• Task 1:
According to the beekeeping forum thread, what kind of engines did the original blower have?

• Selected passage:
"""

I am not making it hard Jim I am trying to get a clear understanding on what you are doing. so the box goes on the hive. How far do the bees go down one, two or three supers?


----------



## jim lyon (Feb 19, 2006)

I just like to give you a hard time Brian. . In ideal conditions (sunny, warm day with a nice gentle breeze and capped honey) it will move bees easily and quickly out of 1 deep. We do mostly mediums and usually pull one and put the (wind) box back on. In good conditions you can pull a second one but if you pull it and there are still bees on the bottom bars then they can get mired in the broken burr comb so it's best to give them another minute or so. Usually 3 or 4 wind boxes will keep one man busy taking off honey supers as fast as you care to pull them.


----------



## Acebird (Mar 17, 2011)

jim lyon said:


> I just like to give you a hard time Brian.


Go for it. I am used to it. You have found a way that works for you and I am sure it will work for others. I had to ask enough question so I understood what you are doing. I haven't heard of a wind box and I don't think I am alone. DID YOU PATENT IT?


----------



## Roland (Dec 14, 2008)

Now Ace, we all know Mr. Lyon got all that money from his wind patent. Where have you been?

Crazy Roland


----------



## Propolis (Apr 22, 2014)

Roland,

As the one who originally asked about the blower I am sorry I have not even realized your replied until now. Somehow did not get the notification to look and was still waiting. Anyway thanks a lot. I will probably make one of these. Do you place the whole thing in front of the hive so that the chute points toward the entrance? I would have thought that a gas engine running right in their path would drive them nuts.


----------



## beejeezers (Oct 17, 2013)

Get a rhombus bee escape . screw it to the underside of a cover / crown board with an eke underneath and leave it for up to 24 hrs by which time almost all the bees , apart from a few stragglers, will have cleared out. Don't mess about with any fancy bee clearing chemical stuff or shaking bees off frames as that is sure way to get them angry !


----------



## Roland (Dec 14, 2008)

Do you place the whole thing in front of the hive so that the chute points toward the entrance?

Our hives are paired on stands. The roof, innercover, and any not full supers are stacked on the roof, at about the 4 O'clock position with the hive in the center of the clock, you facing the side of the hive. The full super is placed on it's narrow side, in the 8 O'clock position. The blower is then brought up to about the 10 O'clock, or 7 O'clock position, the full super placed on it, and bes blown on the ground. Less than a minute is needed, and I have never noticed any issue with the returning field bees. 

Crazy Roland


----------



## Propolis (Apr 22, 2014)

As far as wind force needed. How much is needed? The Rigid product mentioned (electric) makes a 180 mph wind. Would that do it with your box design?


----------



## Roland (Dec 14, 2008)

Possobly, but i doubt it would do a good job. It may have hte velocity, but not the volume. The original had 5 H.P. 2 cycle engines. What H.P. is the electric?

Crazy Roland


----------



## Acebird (Mar 17, 2011)

"""

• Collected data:
"""

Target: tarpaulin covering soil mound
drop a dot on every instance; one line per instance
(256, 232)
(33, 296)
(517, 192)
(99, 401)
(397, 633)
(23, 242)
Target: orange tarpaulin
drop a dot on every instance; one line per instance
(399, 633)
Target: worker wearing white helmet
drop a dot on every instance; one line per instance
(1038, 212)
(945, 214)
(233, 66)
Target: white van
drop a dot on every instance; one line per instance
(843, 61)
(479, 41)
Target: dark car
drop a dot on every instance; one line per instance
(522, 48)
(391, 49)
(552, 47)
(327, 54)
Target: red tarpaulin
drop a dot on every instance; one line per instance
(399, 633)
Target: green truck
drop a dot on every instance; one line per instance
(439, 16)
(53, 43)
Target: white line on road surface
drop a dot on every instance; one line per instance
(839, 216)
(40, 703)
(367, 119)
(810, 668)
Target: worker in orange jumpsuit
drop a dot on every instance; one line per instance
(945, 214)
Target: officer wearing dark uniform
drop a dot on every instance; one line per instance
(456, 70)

"""

• Task 2:
Copy out the lines of the records, starting with the line that contains "Target: red tarpaulin" and continuing through the end of the records.

• Full solution 1:
The original had 5 H.P. 2-cycle engines.

• Full solution 2:
Target: red tarpaulin
drop a dot on every instance; one line per instance
(399, 633)
Target: green truck
drop a dot on every instance; one line per instance
(439, 16)
(53, 43)
Target: white line on road surface
drop a dot on every instance; one line per instance
(839, 216)
(40, 703)
(367, 119)
(810, 668)
Target: worker in orange jumpsuit
drop a dot on every instance; one line per instance
(945, 214)
Target: officer wearing dark uniform
drop a dot on every instance; one line per instance
(456, 70)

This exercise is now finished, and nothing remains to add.